▸ PROBLEM STATEMENT
Change every "on the court" to "in the image" in the items below and leave everything else unchanged.

begin

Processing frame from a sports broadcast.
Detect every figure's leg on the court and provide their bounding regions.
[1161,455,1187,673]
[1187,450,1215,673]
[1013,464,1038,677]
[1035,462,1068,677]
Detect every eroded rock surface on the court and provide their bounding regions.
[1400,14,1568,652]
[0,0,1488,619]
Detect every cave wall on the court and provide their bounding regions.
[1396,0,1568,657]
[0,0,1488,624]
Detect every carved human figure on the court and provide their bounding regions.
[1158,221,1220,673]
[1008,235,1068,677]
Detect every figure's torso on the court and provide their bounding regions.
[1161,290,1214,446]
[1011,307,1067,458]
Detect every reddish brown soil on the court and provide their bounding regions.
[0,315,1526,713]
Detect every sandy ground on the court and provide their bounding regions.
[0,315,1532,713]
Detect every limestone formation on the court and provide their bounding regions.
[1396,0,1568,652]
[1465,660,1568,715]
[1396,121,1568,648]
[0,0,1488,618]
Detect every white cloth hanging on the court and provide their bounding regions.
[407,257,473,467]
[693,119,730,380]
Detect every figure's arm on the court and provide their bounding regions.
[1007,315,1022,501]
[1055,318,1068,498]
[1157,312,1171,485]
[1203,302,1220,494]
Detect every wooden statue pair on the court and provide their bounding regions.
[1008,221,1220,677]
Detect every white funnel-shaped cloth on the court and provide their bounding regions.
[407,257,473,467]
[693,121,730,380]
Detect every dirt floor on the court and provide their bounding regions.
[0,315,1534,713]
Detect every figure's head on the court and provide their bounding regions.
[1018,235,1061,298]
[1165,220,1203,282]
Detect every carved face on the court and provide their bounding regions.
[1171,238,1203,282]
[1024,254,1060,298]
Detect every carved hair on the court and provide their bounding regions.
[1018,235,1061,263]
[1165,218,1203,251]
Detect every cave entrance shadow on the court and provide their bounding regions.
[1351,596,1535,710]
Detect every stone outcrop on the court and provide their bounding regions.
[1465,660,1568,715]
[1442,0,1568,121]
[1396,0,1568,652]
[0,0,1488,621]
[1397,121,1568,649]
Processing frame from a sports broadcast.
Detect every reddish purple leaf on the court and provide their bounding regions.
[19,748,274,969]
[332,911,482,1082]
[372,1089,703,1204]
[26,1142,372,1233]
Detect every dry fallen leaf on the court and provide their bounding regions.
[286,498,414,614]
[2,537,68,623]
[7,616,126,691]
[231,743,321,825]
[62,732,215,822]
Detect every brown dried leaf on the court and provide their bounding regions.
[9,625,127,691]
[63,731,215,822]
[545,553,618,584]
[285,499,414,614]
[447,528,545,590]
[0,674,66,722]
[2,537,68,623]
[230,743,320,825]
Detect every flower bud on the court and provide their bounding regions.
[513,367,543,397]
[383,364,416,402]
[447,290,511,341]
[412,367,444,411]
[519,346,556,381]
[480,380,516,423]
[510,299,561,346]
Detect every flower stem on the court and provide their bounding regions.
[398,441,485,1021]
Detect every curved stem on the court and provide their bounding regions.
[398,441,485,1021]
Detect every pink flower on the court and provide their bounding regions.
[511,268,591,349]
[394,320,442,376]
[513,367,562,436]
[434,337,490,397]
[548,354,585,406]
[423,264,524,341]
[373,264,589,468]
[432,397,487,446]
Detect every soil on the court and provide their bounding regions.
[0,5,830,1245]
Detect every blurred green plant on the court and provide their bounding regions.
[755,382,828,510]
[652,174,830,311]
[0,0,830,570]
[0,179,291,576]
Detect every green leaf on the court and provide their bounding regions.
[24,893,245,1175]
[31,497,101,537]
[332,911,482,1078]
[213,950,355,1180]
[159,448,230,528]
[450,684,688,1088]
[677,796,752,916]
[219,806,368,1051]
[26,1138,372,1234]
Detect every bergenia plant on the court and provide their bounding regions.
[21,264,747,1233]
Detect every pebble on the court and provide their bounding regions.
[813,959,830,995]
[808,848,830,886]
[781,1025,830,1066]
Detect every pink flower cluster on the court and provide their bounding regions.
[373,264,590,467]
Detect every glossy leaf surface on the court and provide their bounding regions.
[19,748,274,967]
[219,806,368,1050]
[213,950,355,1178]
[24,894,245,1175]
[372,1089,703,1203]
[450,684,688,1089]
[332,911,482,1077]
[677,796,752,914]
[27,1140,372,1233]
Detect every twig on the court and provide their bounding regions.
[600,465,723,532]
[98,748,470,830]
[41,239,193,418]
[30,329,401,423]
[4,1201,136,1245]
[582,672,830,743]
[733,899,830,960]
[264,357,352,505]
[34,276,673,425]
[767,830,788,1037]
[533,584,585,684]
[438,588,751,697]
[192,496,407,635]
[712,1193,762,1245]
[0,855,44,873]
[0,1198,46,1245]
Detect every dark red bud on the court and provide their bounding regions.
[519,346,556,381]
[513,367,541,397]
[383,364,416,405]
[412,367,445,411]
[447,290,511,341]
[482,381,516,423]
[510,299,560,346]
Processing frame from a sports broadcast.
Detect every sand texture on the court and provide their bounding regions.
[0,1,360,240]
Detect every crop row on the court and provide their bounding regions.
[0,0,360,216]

end

▸ RESULT OF THE TASK
Processing frame from a sports broadcast.
Detect every figure's leg in the image and provide their bounding regions.
[1161,455,1187,673]
[1187,450,1215,673]
[1013,464,1038,677]
[1035,462,1068,677]
Detect every eroded rock surface in the image and provide their bounding regions.
[1400,14,1568,652]
[0,0,1488,619]
Detect every cave wall in the image and provide their bounding regions.
[1396,0,1568,657]
[0,0,1488,624]
Detect every carved human figure in the image and provide their bounding regions.
[1158,221,1220,673]
[1008,235,1068,677]
Detect every figure's torso in the image and provide their bounding regions.
[1161,290,1214,446]
[1011,307,1067,458]
Detect every reddish brown soil in the image and provide their bounding regions.
[0,315,1526,713]
Detect every sandy ground in the image and provide their bounding regions.
[0,315,1532,713]
Detect every limestone formation in the image and provide their bounding regions.
[1396,0,1568,652]
[1465,660,1568,715]
[1396,121,1568,648]
[0,0,1488,618]
Detect every white cloth hanging in the image and provide their bounding regions.
[407,257,473,467]
[693,119,730,380]
Detect every figure's arm in the image and provide their bounding regions.
[1007,315,1022,501]
[1055,318,1068,498]
[1157,312,1171,485]
[1203,302,1220,494]
Detect every wooden statue pair in the image and provide their bounding regions.
[1008,221,1220,677]
Detect every white funnel-shaped cloth in the image and provide their bounding regions.
[407,257,473,467]
[693,121,730,380]
Detect every dirt floor in the image and provide their bounding regions.
[0,315,1534,713]
Detect every figure's head in the image and provide their bounding regions.
[1018,235,1061,298]
[1165,220,1203,282]
Detect every carved face in the image and provide their bounding regions.
[1171,238,1203,282]
[1024,254,1060,298]
Detect every carved hair in the image and provide their bounding regions.
[1018,235,1061,263]
[1165,218,1203,251]
Detect every cave entrance shadow in the image and provide their bounding regions.
[1351,596,1535,710]
Detect every stone outcrop in the image and provide their bounding regions.
[1465,660,1568,715]
[1442,0,1568,121]
[1396,0,1568,652]
[0,0,1488,621]
[1397,121,1568,649]
Processing frame from a sports broadcast.
Detect every reddish purple leaf in the image and provide their bounding regions.
[19,748,274,969]
[332,911,482,1082]
[372,1089,703,1204]
[26,1142,372,1233]
Detect every dry fallen leaf in the image and provide their bounding regions.
[286,498,414,614]
[2,537,68,623]
[7,616,126,691]
[231,743,321,825]
[62,732,215,822]
Detect every brown dried leaf in the image and provide their bounding regions.
[9,625,127,691]
[63,731,215,822]
[545,553,618,584]
[285,499,414,614]
[447,528,545,590]
[0,674,66,722]
[2,537,68,623]
[230,743,320,825]
Detect every flower bud in the image and provide their bounding regions.
[513,367,543,397]
[383,364,416,402]
[447,290,511,341]
[412,367,444,411]
[519,346,556,381]
[480,380,516,423]
[510,299,561,346]
Detect every flower stem in the image and provide their bounding regions.
[398,441,485,1021]
Detect every curved stem in the image and provide their bounding regions.
[398,441,485,1021]
Detect every pink flower in the image and provide their bounding regions.
[511,268,591,349]
[394,320,442,376]
[513,367,562,436]
[434,337,490,397]
[548,354,585,406]
[423,264,524,341]
[373,264,589,468]
[432,397,487,446]
Detect every soil in the image and provide their bounding regions.
[0,5,830,1245]
Detect every blurred green plant in the image and provide their bounding regions.
[755,382,828,510]
[652,174,830,311]
[0,0,830,570]
[0,179,291,576]
Detect every green leaf in the image and provide their bounding regions.
[24,893,245,1175]
[31,497,101,537]
[332,911,482,1078]
[213,950,355,1180]
[159,448,230,528]
[450,684,688,1088]
[677,796,752,916]
[219,806,368,1051]
[26,1138,372,1234]
Detect every bergenia plant in the image and provide their bounding regions.
[21,264,747,1233]
Detect every pebble in the image and provide their bounding regions.
[813,959,830,995]
[808,848,830,886]
[781,1025,830,1066]
Detect every pink flower cluster in the image and provide their bounding regions.
[373,264,590,467]
Detect every glossy leaf surface in the image and provide their bounding regions.
[19,748,274,967]
[219,806,368,1050]
[213,950,355,1178]
[24,894,245,1175]
[372,1089,703,1203]
[450,684,688,1089]
[332,911,482,1077]
[677,796,752,914]
[27,1140,372,1233]
Detect every twig in the image and provide their bounding regions.
[600,465,723,532]
[98,748,470,830]
[41,239,193,418]
[30,329,401,423]
[4,1201,136,1245]
[582,672,830,743]
[733,899,830,960]
[264,357,352,505]
[34,276,673,425]
[767,830,788,1037]
[533,584,585,684]
[438,588,751,697]
[192,496,407,635]
[712,1193,762,1245]
[0,855,44,873]
[0,1198,46,1245]
Detect every dark red bud in the image and provide their bounding regions.
[519,346,556,381]
[513,367,541,397]
[383,364,416,405]
[412,367,445,411]
[447,290,511,341]
[482,381,516,423]
[510,299,560,346]
Processing frame from a sports broadcast.
Detect every sand texture in the image and provide their bounding regions.
[0,1,360,240]
Detect every crop row in the image and provide their bounding regions.
[0,0,360,216]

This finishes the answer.